- Jobs -
[1] From the passage on security incidents, extract the text beginning at the words "There were 2" and ending after the words "cleared the queue.".
[2] Answer the following questions using the passage on security incidents:
(a) How many new users appeared within 15 minutes during the spam incident?
(b) Besides reporting the issue, what did the whitehat's contact also serve as?
(c) What was added to the signup page?

- Text block -
This hasn’t yielded any results yet, but I used the remaining of my starter to bake the two final loaves of bread and start fresh in 2021.
There were 2 events that are worth mentioning and remembering. Both related to security.
We got contacted by a whitehat who found a security issue and reported it. This was also his way of marketing his own security consultancy. The bug was fixed the same day, and I thanked the reporter for help.
Another day on Sunday morning some Russian spammers found out they could automate user registration process and send semi-custom emails on our behalf. In the span of 15 minutes we had 4500 new users, and a queue of nearly 5000 emails. This brought the whole website down for a few minutes until I disabled registration and cleared the queue.
Luckily, we have lots of notifications about different events, and that time I was still at home near the computer. It took a few days to add captcha to the signup page, and patch the other holes which allowed too much automation or had some kind of email-sending functionality.
What is interesting here is not that we got “hacked” but rather the fact that I have background in information security, worked as a security auditor in a famous multinational consultancy, and am fairly paranoid. But thinking about these incidents in retrospective I think the reason these issues slipped through to the code is because I am a solopreneur. There are just too many things that I have to keep in my head: sales, marketing, support, product ownership, planning, coding, finances. And so security becomes secondary. You start to take shortcuts like everyone else.
Overall, December was both eventful and not.

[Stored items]
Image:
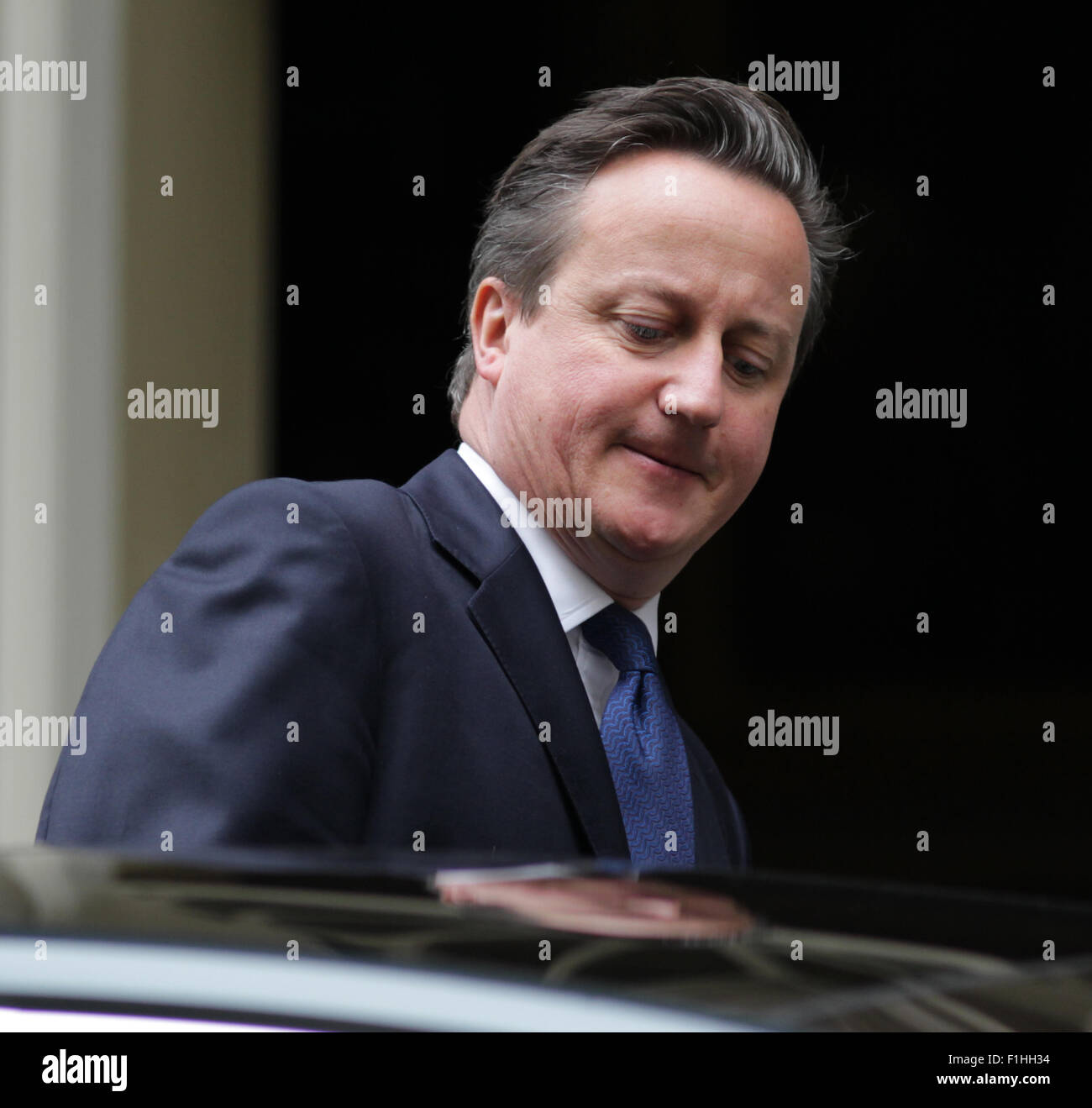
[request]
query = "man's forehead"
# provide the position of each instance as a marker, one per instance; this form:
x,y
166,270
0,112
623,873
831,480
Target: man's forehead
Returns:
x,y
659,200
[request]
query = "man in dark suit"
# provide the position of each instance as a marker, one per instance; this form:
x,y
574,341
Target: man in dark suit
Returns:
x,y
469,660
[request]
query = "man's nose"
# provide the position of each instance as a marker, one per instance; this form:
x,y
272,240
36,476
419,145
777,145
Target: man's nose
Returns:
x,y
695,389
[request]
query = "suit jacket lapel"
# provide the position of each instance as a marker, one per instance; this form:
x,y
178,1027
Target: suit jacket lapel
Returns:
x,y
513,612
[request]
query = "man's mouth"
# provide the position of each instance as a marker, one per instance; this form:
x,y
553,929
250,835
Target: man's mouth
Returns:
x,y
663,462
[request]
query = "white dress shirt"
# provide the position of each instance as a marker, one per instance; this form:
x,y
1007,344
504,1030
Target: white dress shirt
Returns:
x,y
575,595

- Answers provided -
[1]
There were 2 events that are worth mentioning and remembering. Both related to security.
We got contacted by a whitehat who found a security issue and reported it. This was also his way of marketing his own security consultancy. The bug was fixed the same day, and I thanked the reporter for help.
Another day on Sunday morning some Russian spammers found out they could automate user registration process and send semi-custom emails on our behalf. In the span of 15 minutes we had 4500 new users, and a queue of nearly 5000 emails. This brought the whole website down for a few minutes until I disabled registration and cleared the queue.

[2]
(a) 4500
(b) A way of marketing his own security consultancy
(c) A captcha